SÉRIE D'EXERCICES:
1. Traduisez en anglais cette phrase du texte sur le rassemblement de la place du Colonel Fabien : « On estime le nombre à plus de 900 participants ! »
2. Affichez chaque ligne des enregistrements qui contient la chaîne « positive », en tenant compte de la casse.

TEXTE DU DOCUMENT:
------------------------

Pour continuer avec la commémoration du 19 mars, fête de la victoire, où des évènements marquants se sont déroulés cette année sur le sol français, l’accent sera mis cette fois-ci sur les participants au rassemblement que le régime a organisé à la place du Colonel Fabien.
Quand il s’agit d’un régime militaire totalitaire qui incarne la dictature dans toutes ses formes, la première chose qui vient à l’esprit à propos des pro-régime : ce sont des gens opportunistes, qui ne respectent que leurs intérêts, et les valeurs humaines n’arrivent pas à trouver une place chez eux. Car toute personne dotée de raison, si elle ne se prononce pas contre l’injustice du régime, elle s’en éloigne, au moins, et ne participe pas dans les activités pour le soutenir. En plus, il est certain que les opportunistes ne peuvent pas construire une base solide sur laquelle on peut soutenir loyalement une idée ou bien une cause. Leur rôle consiste généralement à faire semer des perturbations et créer des secousses sur le chemin de l’opposition. Les visages lamentables que l’on apercevait dans les vidéos réalisées à la place Fabien le 19 mars 2023 ainsi que leurs paroles et cris que l’on écoutait en témoignent.
Ce qui était surprenant est que le nombre de participants était plus grand que prévu, car l’injustice du motif de ce rassemblement fait pour soutenir un régime dictatorial n’encourage pas en principe les gens à le rejoindre. Il était plus volumineux qu’à la place de la république, où les gens manifestent depuis 213 dimanches. On estime le nombre à plus de 900 participants ! Ce qui conduit à en déduire qu’il y en a aussi d’autres types de participants, hors les opportunistes. Il y avait les Harragas, faciles à manipuler à cause de leur situation précaire, qui ne cherchent qu’à la régler ; ainsi que les gens ayant des situations régulières, que nous pouvons considérer comme des naïves, ceux qui croient aux mensonges du régime. Pour ces deux catégories, un vrai travail de sensibilisation doit être fait par l’opposition, avec respect et sans mépriser quelle que soit la situation. Car si on veut convaincre quelqu’un de la justice d’une cause en l’insultant en même temps, il ne va jamais nous écouter et nous faire confiance.

------------------------

(Enregistrements sources)
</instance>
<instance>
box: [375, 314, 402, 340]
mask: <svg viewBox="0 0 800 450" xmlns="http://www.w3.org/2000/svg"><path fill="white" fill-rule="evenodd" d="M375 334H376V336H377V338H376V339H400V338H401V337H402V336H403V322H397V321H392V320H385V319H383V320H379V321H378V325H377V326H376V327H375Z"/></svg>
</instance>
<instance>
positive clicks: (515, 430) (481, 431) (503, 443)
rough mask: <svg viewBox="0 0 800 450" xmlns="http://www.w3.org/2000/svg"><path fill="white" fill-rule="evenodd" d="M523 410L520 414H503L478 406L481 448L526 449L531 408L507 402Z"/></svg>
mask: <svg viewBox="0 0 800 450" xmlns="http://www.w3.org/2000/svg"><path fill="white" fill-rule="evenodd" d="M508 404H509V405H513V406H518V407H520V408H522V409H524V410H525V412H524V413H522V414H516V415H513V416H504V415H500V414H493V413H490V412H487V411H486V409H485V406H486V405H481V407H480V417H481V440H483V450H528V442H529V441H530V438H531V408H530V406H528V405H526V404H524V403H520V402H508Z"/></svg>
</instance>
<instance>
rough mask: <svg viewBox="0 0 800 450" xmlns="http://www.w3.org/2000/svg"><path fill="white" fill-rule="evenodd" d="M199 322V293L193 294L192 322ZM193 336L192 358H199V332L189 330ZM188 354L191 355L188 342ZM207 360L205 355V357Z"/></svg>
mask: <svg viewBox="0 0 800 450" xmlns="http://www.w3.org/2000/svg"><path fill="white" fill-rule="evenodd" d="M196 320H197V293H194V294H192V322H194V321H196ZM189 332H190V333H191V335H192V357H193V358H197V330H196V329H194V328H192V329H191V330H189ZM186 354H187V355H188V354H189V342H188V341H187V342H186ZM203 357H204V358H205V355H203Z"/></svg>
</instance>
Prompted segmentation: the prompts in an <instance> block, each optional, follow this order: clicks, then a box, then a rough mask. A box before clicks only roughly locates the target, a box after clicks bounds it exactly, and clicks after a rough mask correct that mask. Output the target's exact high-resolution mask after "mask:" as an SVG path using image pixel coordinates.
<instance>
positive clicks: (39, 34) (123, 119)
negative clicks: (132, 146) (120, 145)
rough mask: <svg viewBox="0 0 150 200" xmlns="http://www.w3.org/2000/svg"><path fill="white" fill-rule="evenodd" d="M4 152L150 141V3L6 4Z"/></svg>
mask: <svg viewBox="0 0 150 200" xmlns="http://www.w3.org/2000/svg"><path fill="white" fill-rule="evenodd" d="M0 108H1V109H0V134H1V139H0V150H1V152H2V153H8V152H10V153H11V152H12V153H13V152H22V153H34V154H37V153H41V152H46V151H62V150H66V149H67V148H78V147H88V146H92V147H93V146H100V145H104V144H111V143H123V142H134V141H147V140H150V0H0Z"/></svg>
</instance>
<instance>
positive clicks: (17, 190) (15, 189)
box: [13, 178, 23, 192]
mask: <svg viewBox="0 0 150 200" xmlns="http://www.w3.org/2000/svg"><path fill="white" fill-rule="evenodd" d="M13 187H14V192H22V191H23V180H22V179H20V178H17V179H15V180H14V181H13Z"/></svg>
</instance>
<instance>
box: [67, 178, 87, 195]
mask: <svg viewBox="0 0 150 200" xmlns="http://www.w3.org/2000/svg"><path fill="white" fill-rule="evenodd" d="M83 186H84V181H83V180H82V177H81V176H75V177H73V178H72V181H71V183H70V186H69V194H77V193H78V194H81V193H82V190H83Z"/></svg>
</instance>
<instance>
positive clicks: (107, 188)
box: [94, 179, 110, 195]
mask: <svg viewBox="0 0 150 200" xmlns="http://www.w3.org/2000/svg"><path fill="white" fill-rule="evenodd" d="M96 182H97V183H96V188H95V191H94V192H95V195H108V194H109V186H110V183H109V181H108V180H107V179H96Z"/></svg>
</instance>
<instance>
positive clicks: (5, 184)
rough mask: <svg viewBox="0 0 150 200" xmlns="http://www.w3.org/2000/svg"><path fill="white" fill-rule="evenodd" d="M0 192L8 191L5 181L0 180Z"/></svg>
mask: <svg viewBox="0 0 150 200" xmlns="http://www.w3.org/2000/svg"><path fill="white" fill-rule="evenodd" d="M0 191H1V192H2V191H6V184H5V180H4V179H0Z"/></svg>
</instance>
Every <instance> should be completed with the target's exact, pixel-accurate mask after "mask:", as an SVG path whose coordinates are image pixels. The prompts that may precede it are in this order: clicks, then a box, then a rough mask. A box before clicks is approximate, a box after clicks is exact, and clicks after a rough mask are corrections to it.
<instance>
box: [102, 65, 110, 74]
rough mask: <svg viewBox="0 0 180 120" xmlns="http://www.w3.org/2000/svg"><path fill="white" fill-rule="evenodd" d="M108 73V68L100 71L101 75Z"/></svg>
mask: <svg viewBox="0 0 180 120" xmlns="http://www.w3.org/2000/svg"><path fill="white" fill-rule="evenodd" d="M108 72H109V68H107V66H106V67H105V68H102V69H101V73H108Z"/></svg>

------------------------

CORRIGÉ DES EXERCICES:
1. The number is estimated at more than 900 participants!

2.
positive clicks: (515, 430) (481, 431) (503, 443)
positive clicks: (39, 34) (123, 119)
positive clicks: (17, 190) (15, 189)
positive clicks: (107, 188)
positive clicks: (5, 184)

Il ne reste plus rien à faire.